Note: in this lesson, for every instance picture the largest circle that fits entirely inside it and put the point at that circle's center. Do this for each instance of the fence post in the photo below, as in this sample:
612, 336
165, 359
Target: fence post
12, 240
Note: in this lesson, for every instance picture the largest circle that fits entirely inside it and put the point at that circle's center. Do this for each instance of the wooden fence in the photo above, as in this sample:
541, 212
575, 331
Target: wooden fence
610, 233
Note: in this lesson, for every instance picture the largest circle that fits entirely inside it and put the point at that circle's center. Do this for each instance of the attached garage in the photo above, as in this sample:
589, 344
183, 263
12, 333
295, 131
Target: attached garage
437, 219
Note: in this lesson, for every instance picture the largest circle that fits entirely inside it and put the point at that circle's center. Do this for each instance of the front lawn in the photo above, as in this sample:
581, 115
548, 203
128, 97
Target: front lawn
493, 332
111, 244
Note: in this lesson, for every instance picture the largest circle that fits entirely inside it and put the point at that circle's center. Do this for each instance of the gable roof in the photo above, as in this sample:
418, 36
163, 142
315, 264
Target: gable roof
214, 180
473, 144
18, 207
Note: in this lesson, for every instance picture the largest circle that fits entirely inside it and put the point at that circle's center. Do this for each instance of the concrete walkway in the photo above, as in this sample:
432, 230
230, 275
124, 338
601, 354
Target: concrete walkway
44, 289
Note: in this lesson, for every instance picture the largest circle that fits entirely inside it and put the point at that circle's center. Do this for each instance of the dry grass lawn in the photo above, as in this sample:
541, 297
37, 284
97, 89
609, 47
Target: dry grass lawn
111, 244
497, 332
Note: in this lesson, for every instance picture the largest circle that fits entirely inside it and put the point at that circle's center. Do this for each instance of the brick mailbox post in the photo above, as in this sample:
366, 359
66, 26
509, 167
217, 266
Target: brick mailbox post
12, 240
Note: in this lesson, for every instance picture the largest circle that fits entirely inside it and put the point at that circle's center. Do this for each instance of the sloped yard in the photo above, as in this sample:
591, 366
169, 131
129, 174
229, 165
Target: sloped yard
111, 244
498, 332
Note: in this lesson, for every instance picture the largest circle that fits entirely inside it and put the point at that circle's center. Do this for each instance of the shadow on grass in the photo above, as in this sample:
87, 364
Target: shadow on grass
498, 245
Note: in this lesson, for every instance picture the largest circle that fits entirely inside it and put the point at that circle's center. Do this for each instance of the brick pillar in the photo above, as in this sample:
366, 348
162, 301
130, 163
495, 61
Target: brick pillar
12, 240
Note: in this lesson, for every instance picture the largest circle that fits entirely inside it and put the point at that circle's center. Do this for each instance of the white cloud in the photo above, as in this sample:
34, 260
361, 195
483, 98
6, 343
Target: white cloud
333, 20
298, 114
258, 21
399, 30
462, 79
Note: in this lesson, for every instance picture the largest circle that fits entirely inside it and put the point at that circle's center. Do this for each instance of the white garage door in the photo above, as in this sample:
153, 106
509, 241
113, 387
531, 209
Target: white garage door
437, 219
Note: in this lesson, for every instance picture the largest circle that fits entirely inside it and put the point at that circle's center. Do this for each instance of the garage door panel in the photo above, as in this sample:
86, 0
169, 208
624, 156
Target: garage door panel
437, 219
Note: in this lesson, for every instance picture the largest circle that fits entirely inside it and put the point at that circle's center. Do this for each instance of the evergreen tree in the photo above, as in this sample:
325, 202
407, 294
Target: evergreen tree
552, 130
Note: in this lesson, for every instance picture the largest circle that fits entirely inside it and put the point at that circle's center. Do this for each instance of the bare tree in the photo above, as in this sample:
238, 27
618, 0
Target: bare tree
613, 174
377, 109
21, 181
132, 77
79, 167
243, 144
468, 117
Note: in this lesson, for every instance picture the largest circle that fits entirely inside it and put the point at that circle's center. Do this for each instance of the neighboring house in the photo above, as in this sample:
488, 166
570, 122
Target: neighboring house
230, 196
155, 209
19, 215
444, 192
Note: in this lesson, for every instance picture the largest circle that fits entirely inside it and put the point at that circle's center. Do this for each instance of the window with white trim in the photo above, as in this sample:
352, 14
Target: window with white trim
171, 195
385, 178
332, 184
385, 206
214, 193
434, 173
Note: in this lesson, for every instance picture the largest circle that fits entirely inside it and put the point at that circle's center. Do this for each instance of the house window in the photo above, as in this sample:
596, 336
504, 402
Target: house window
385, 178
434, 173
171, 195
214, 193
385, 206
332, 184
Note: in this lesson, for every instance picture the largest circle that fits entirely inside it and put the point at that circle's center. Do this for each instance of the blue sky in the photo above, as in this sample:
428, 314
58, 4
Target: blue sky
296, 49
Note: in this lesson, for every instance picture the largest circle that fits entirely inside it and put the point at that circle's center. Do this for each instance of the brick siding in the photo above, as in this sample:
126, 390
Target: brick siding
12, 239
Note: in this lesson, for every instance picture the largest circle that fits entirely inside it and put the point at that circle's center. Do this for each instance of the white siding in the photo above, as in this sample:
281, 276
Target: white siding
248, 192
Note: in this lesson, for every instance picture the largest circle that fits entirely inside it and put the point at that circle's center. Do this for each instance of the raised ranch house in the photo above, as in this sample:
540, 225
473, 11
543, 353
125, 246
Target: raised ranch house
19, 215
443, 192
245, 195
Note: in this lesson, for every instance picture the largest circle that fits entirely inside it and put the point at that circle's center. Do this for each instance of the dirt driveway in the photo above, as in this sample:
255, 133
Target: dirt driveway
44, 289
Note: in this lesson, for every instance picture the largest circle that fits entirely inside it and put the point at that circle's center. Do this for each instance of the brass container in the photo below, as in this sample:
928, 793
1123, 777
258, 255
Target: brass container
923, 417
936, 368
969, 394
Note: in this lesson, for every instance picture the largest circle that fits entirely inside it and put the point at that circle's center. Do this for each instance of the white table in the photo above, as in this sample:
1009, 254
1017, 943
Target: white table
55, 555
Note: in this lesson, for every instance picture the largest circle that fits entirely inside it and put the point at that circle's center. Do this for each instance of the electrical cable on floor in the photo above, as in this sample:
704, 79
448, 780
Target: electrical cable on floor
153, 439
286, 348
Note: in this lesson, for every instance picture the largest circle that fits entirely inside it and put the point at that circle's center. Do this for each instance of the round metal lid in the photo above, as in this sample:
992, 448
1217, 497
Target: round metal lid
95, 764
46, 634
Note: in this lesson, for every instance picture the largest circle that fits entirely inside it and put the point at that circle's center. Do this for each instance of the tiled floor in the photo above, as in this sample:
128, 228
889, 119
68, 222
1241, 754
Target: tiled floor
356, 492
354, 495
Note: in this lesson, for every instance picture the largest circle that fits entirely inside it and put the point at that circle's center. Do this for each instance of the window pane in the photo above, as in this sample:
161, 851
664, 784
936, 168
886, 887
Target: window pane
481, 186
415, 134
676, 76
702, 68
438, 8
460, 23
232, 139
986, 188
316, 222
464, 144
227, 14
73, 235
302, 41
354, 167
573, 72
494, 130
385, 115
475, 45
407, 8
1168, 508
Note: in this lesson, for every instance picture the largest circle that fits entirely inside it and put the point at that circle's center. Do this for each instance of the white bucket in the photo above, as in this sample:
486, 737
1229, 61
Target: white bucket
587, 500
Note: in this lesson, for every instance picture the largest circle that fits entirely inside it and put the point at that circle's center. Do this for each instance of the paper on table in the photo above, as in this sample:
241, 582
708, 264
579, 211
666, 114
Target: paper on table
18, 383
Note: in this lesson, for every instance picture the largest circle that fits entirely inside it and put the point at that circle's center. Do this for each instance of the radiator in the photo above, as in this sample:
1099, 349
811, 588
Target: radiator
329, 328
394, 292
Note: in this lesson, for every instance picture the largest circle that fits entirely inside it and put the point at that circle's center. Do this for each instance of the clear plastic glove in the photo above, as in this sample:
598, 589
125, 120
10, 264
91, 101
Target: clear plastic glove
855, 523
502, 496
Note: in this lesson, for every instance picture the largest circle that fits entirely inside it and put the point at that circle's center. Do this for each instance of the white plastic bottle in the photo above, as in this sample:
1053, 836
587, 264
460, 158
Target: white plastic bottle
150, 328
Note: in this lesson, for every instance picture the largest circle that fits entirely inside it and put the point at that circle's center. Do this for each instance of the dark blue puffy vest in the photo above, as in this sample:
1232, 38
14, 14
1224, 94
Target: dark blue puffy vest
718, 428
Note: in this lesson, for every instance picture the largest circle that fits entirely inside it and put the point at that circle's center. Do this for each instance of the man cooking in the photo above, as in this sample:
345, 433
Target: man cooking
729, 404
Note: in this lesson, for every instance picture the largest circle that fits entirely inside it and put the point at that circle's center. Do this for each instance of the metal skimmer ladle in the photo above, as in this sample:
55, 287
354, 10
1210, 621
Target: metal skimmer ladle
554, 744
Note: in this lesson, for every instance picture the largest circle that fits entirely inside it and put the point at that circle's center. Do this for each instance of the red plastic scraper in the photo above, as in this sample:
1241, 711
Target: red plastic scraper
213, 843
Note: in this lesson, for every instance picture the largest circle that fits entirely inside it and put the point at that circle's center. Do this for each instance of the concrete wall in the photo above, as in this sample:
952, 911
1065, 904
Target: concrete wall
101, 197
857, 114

_Given exercise_
From the line with "of the clear" to the last line of the material, give every line again exactly, and only those lines.

_Completed exercise_
Note: in this lesson, for every instance picture the largest circle that fits entirely inside it and put the point at that circle's center. Do this for each instance of the clear plastic glove in the photo above, as in this sample:
598, 589
125, 120
10, 264
91, 101
Target: clear plastic glove
855, 523
502, 496
Note: in this lesson, for every instance picture the largest circle that fits entirely inside it and put the point at that circle's center. Do this for each instance of the white plastic bottle in the photo above, as in this sample:
1053, 836
587, 264
460, 158
Target: white plastic bottle
150, 328
Note: in this lesson, for every instance picture the largest circle that fits entirely inside it and put the point at that circle's center. Do this for each instance of the dark blue puffy vest in the photo above, as in this sample:
1232, 38
14, 14
1224, 94
Target: dark blue puffy vest
718, 428
Note: in this lesson, for every instance picture the largest circle that fits entirely inside it and put the point at that circle's center. Do this for each instance of the man cooking in the photo above, as in this sample:
345, 433
Target: man cooking
729, 404
Note: in this lesson, for every instance picture the largest circle that fits entirely inside it and put the point at that circle's center. Do this for each instance of the metal skimmer ladle in the photo above, as in this sample:
55, 287
354, 10
1210, 621
Target: metal skimmer ladle
554, 744
Note: in this lesson, for every instance picture the largest circle that fits entirely inside it and put the point at that circle's center. Do this for each instance of the red plastic scraper in the photo above, as in this sample:
1241, 711
Target: red plastic scraper
213, 843
Note: in this lesson, for every instance picture the largest circle that fits entirely inside it and put the point at that circle's center. Do this for each instance of the concrete wall in the photo above, as in this sample:
952, 911
1065, 904
Target: concrete wall
101, 197
857, 114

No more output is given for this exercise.